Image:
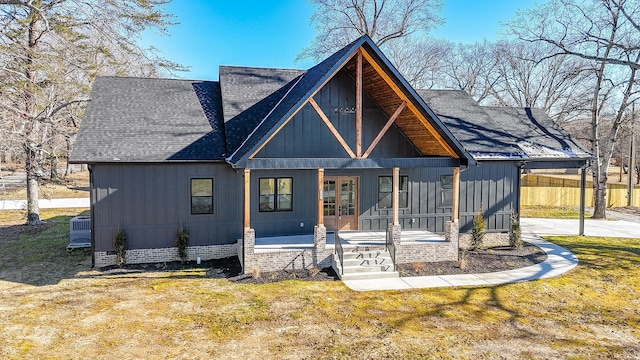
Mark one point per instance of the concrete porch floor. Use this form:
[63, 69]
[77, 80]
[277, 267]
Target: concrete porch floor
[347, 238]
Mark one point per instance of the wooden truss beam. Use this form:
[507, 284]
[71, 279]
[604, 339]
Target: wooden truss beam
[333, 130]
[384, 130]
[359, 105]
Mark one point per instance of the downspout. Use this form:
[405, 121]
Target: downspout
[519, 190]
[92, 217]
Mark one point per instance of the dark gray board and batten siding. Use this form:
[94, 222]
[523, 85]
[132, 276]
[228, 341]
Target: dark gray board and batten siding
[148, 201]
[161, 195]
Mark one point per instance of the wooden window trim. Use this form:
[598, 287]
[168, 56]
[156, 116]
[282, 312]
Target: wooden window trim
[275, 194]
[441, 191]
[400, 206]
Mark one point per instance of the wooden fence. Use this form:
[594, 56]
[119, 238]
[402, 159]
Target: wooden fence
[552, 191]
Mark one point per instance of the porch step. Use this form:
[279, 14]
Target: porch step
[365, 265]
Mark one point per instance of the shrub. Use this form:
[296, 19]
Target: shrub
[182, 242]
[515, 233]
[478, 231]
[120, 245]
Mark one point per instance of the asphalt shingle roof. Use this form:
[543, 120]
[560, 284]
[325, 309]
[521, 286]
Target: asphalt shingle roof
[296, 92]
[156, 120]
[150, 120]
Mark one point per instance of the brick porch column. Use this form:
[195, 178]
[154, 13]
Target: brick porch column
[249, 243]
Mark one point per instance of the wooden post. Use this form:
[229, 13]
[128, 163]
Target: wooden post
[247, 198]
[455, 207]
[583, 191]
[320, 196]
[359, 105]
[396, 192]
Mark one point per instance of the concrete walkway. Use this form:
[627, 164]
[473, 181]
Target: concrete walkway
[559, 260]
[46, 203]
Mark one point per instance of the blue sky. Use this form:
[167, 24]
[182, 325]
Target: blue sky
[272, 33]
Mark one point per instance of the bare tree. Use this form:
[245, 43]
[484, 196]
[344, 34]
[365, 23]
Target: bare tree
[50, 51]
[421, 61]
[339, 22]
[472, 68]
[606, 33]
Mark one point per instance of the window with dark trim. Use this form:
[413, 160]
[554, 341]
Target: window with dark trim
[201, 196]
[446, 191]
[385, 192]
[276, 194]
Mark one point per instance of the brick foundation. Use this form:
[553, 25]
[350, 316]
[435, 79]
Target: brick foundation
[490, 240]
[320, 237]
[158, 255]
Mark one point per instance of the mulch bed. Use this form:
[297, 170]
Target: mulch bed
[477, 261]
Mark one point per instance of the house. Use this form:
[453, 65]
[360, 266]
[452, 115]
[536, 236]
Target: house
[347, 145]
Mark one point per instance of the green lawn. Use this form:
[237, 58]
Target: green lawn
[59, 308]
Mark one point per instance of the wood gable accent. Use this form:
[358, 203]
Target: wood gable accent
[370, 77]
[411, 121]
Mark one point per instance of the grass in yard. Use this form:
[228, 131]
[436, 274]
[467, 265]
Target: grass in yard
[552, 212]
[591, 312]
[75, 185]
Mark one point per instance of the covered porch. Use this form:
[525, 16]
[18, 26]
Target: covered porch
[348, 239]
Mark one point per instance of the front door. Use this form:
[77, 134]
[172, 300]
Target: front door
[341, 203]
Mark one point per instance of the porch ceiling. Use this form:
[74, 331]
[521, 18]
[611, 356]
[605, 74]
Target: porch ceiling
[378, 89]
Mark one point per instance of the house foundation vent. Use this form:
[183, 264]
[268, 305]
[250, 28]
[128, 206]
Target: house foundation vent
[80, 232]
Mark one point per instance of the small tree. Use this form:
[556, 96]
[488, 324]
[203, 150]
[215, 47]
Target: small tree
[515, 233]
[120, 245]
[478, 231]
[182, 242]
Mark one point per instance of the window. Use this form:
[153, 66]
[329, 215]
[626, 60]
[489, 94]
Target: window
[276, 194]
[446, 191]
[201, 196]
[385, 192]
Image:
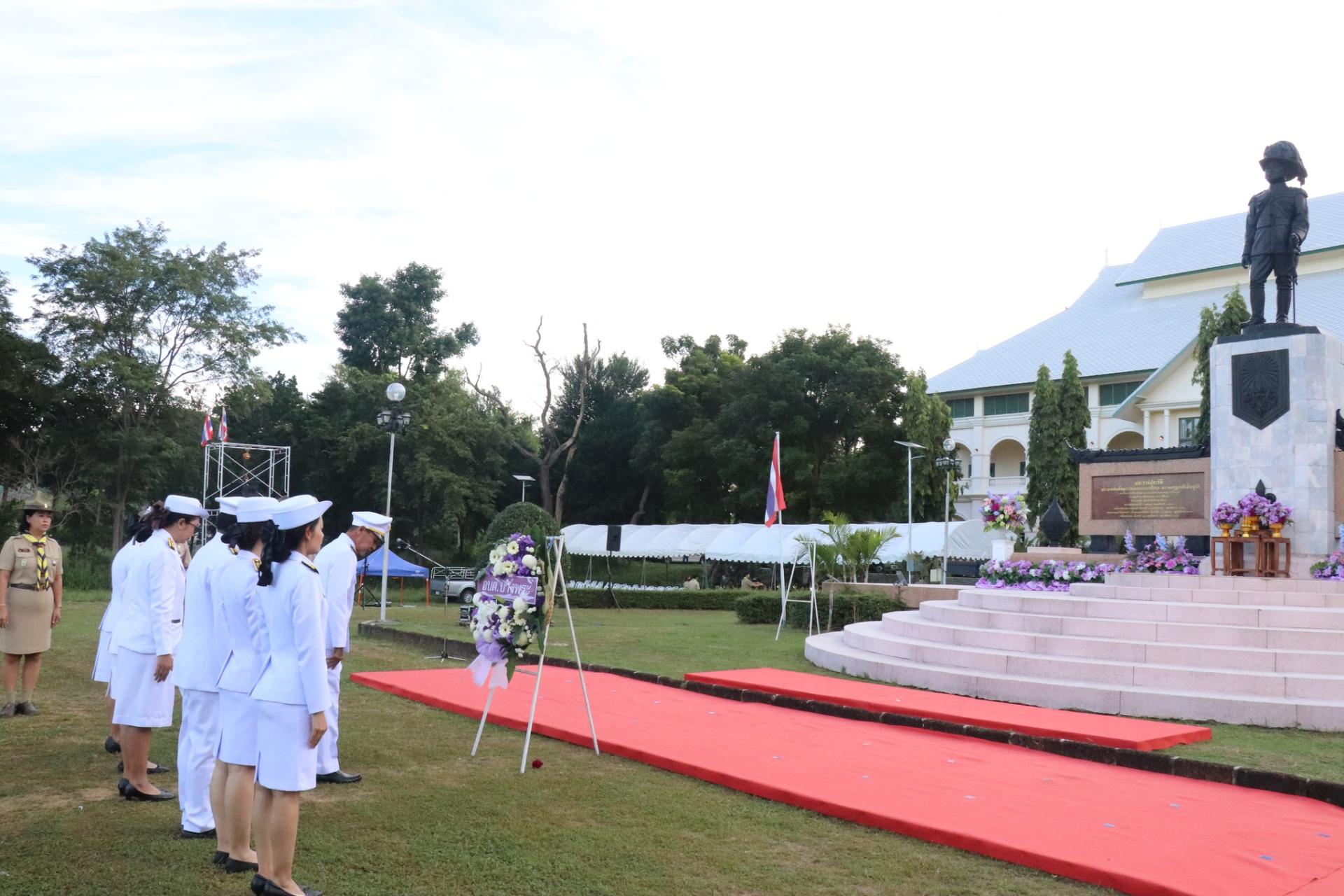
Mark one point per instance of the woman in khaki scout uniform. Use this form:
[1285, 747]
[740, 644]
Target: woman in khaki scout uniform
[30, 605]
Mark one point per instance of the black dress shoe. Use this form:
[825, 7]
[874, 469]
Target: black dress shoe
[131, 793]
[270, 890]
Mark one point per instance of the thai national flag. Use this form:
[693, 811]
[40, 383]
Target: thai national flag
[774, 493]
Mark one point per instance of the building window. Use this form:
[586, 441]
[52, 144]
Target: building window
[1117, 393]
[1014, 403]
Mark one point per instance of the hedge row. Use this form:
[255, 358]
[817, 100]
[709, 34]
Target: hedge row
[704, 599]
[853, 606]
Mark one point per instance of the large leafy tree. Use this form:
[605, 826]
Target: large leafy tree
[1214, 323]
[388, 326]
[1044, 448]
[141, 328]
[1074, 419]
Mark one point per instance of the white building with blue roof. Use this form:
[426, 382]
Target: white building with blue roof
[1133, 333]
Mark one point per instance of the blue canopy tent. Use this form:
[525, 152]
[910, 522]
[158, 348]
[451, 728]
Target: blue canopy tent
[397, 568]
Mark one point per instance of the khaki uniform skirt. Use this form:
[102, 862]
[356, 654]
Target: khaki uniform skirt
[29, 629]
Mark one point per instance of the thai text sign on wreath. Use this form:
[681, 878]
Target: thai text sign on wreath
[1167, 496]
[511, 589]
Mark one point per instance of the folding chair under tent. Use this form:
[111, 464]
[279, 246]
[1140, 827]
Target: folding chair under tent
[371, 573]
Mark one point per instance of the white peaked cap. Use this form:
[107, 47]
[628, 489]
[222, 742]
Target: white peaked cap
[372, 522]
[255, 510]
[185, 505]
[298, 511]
---
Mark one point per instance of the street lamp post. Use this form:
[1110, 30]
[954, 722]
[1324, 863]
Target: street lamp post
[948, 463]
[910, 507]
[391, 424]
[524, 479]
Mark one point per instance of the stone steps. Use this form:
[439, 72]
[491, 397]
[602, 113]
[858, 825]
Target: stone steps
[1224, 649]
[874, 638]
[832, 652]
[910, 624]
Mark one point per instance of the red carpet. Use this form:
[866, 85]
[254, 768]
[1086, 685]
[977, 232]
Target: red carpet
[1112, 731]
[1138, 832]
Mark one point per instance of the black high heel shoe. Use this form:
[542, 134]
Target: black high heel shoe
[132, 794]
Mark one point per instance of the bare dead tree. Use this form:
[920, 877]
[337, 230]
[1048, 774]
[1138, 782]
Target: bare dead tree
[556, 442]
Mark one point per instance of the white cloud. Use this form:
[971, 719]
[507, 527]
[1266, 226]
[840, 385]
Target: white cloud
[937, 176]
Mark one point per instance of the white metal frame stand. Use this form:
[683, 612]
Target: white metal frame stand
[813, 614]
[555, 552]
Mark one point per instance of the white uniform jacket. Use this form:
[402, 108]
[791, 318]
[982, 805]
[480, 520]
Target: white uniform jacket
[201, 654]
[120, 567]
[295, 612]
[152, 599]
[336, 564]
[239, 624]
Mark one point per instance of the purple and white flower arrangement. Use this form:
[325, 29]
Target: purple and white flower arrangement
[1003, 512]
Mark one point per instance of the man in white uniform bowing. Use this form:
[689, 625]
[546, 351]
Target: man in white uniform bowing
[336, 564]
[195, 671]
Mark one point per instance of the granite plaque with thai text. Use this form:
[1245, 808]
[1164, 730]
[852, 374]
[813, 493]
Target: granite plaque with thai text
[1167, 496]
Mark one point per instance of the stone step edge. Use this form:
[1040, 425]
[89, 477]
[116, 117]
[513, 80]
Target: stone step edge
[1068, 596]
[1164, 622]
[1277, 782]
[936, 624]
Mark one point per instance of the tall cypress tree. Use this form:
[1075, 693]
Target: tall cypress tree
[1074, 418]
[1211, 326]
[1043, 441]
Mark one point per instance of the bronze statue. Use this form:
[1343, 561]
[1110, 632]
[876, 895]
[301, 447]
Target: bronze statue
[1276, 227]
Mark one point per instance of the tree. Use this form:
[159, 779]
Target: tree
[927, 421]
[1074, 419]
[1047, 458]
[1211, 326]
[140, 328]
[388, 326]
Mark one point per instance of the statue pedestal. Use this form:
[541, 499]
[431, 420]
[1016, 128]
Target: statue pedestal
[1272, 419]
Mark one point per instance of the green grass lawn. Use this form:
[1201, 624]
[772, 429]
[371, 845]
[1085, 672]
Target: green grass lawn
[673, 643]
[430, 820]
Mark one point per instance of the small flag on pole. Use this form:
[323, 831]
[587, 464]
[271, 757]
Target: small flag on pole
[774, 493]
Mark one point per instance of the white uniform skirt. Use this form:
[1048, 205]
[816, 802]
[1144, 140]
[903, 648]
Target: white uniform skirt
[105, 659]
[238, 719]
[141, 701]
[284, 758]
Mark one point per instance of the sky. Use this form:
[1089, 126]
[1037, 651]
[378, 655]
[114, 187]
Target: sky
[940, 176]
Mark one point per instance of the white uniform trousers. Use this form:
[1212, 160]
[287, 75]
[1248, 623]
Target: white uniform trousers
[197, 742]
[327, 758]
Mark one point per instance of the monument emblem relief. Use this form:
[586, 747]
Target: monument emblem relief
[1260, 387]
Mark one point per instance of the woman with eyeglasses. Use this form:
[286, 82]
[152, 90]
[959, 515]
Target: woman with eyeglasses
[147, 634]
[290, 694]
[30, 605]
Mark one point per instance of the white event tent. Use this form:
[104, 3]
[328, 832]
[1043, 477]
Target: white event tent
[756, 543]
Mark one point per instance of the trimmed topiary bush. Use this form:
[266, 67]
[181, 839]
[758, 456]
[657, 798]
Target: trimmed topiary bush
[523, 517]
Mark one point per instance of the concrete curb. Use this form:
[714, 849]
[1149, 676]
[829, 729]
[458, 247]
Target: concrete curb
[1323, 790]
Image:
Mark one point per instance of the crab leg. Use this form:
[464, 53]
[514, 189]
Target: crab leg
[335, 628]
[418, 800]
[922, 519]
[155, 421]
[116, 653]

_What is needed_
Which lines in the records above contain the word "flower", matching case exactly? Copy out each of them.

_Written reply_
Mark one point per instance of the purple and white flower arrangement. Use this form:
Target: purple and white flower arrangement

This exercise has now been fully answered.